Complete the following.
1 - According to the biography of Pritika Chowdhry, in what year did she move to the United States?
2 - Edit the passage of the Pritika Chowdhry biography that begins at the words "Pritika Chowdhry is" and ends with "the United States.". Replace "curator" with "educator".
3 - Proceed with the biography of Pritika Chowdhry, continuing from its last sentence.

Quoted passage.
Pritika Chowdhry is an Indian-born American artist, curator, and writer. She is known for her work in the socio-political domain.

Pritika is the founder of Partition Anti-Memorial Project and Counter-Memory Project.

Biography
Born in India, Pritika grew up in New Delhi. In 1999, she moved to the United States.

Pritika attended the University of Wisconsin–Madison and graduated with a Bachelor of Science in Art. She continued her study at the University of Wisconsin–Madison and earned a Master of Fine Arts (MFA) in Studio Arts and a Master of Arts (MA) in Visual Culture and Gender Studies.

Between 2009 and 2011, she was a visiting professor and taught at Macalester College and College of Visual Arts.

In 2007, she founded the Partition Anti-Memorial Project. The project consists of nine sub-projects focusing on historical events, including the 1947 Partition of India, 1971 Bangladesh War of Independence, and the 1919 Jallianwala Bagh Massacre. Her work has been exhibited at notable museums and arts galleries such as Queens Museum, Weisman Art Museum, Hunterdon Art Museum, Minnesota Museum of American Art, Sanskriti Museum & Art Gallery, and Islip Art Museum.

Data entries:
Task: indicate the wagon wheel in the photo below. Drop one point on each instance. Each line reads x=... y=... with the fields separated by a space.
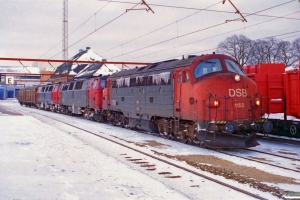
x=202 y=144
x=293 y=130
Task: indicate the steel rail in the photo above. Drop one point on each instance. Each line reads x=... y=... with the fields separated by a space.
x=254 y=160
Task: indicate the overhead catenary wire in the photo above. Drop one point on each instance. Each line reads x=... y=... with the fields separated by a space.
x=217 y=36
x=160 y=28
x=190 y=8
x=77 y=28
x=190 y=33
x=192 y=53
x=97 y=29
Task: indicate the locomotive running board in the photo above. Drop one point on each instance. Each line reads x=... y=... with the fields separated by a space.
x=227 y=140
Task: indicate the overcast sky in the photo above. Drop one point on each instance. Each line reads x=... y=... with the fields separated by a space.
x=33 y=28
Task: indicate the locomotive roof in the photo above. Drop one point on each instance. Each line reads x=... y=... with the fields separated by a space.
x=169 y=65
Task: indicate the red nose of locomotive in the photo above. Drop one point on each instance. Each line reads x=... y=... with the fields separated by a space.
x=228 y=106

Written answers.
1 - 1999

2 -
Pritika Chowdhry is an Indian-born American artist, educator, and writer. She is known for her work in the socio-political domain.

Pritika is the founder of Partition Anti-Memorial Project and Counter-Memory Project.

Biography
Born in India, Pritika grew up in New Delhi. In 1999, she moved to the United States.

3 -
Pritika is the current senior curator at the South Asia Institute and is a member of the board of the Woman Made Gallery, Chicago.

Awards and recognition
 2007: David and Edith Sinaiko Frank Graduate Fellowship
 2011: Performing and creative arts fellowship by American Institute of Indian Studies Fellowship

Selected exhibitions
 Local Time, Weisman Art Museum, 2015
 Empty Time, Minnesota Museum of American Art, 2014
 Remembering the Crooked Line, Rohtas 2 Art Gallery, 2012
 Story Time, Islip Art Museum, 2010
 Retellings, Seven Art Gallery, 2010
 Erasing Borders, Queens Museum of Art, 2009
 The Master's Tongues, Woman Made Gallery, 2009

Permanent collections
 American Swedish Institute
 Ukrainian Institute of Modern Art
 Weisman Art Museum

Bibliography
 Chowdhry, Pritika (2007). Visceral Mappings: Transdiasporic Art Practices

References

Living people
American artists
American women curators
American curators
Macalester College faculty
University of Wisconsin–Madison alumni
Year of birth missing (living people)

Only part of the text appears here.